## [DESCRIPTION OF THE TASK]
Every record here needs to be duplicated exactly.

Start of RECORDS SUPPLIED

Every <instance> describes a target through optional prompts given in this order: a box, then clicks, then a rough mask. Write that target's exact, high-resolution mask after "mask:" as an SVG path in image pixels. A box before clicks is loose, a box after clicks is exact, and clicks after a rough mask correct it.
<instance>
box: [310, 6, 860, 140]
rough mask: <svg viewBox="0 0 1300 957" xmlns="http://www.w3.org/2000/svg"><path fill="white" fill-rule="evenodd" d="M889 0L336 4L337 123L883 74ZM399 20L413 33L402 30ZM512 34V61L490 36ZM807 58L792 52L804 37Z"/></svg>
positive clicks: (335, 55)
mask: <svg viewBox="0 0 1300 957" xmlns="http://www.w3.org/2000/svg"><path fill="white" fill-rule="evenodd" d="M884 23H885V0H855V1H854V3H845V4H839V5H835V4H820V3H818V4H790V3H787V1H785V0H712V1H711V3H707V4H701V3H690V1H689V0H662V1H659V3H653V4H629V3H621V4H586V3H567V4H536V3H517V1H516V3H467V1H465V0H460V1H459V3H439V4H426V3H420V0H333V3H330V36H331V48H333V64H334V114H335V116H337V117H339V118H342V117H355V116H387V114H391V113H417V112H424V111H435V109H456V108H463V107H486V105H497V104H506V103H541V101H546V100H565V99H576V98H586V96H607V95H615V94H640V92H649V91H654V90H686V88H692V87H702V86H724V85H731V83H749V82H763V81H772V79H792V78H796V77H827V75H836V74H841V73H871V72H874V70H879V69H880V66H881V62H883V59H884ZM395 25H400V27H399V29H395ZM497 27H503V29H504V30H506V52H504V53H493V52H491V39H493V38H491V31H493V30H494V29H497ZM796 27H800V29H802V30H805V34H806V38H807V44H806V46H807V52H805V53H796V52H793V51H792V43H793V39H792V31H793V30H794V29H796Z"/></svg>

End of RECORDS SUPPLIED

## [REPLY TO THE EXERCISE]
Every <instance> describes a target through optional prompts given in this order: a box, then clicks, then a rough mask. Write that target's exact, high-resolution mask after "mask:" as an SVG path in image pixels. A box before clicks is loose, a box after clicks is exact, and clicks after a rough mask correct it.
<instance>
box: [310, 6, 860, 140]
rough mask: <svg viewBox="0 0 1300 957" xmlns="http://www.w3.org/2000/svg"><path fill="white" fill-rule="evenodd" d="M889 0L336 4L337 123L883 74ZM399 20L413 33L402 30ZM512 34V61L490 36ZM807 58L792 52L804 37Z"/></svg>
positive clicks: (335, 55)
mask: <svg viewBox="0 0 1300 957" xmlns="http://www.w3.org/2000/svg"><path fill="white" fill-rule="evenodd" d="M884 23H885V0H855V1H854V3H845V4H839V5H835V4H820V3H818V4H790V3H787V1H785V0H712V1H711V3H707V4H701V3H690V1H689V0H662V1H659V3H653V4H629V3H621V4H586V3H567V4H536V3H517V1H516V3H467V1H465V0H460V1H459V3H439V4H426V3H420V0H333V3H330V36H331V48H333V64H334V114H335V116H337V117H339V118H342V117H355V116H387V114H391V113H417V112H424V111H435V109H456V108H463V107H486V105H497V104H506V103H541V101H546V100H565V99H576V98H586V96H607V95H615V94H640V92H649V91H654V90H686V88H692V87H702V86H724V85H731V83H749V82H763V81H772V79H792V78H796V77H827V75H836V74H841V73H871V72H874V70H879V69H880V66H881V62H883V59H884ZM395 25H400V27H399V29H395ZM497 27H503V29H504V30H506V52H504V53H493V52H491V39H493V38H491V31H493V30H494V29H497ZM796 27H800V29H802V30H805V34H806V38H807V44H806V46H807V52H805V53H796V52H793V51H792V43H793V39H792V31H793V30H794V29H796Z"/></svg>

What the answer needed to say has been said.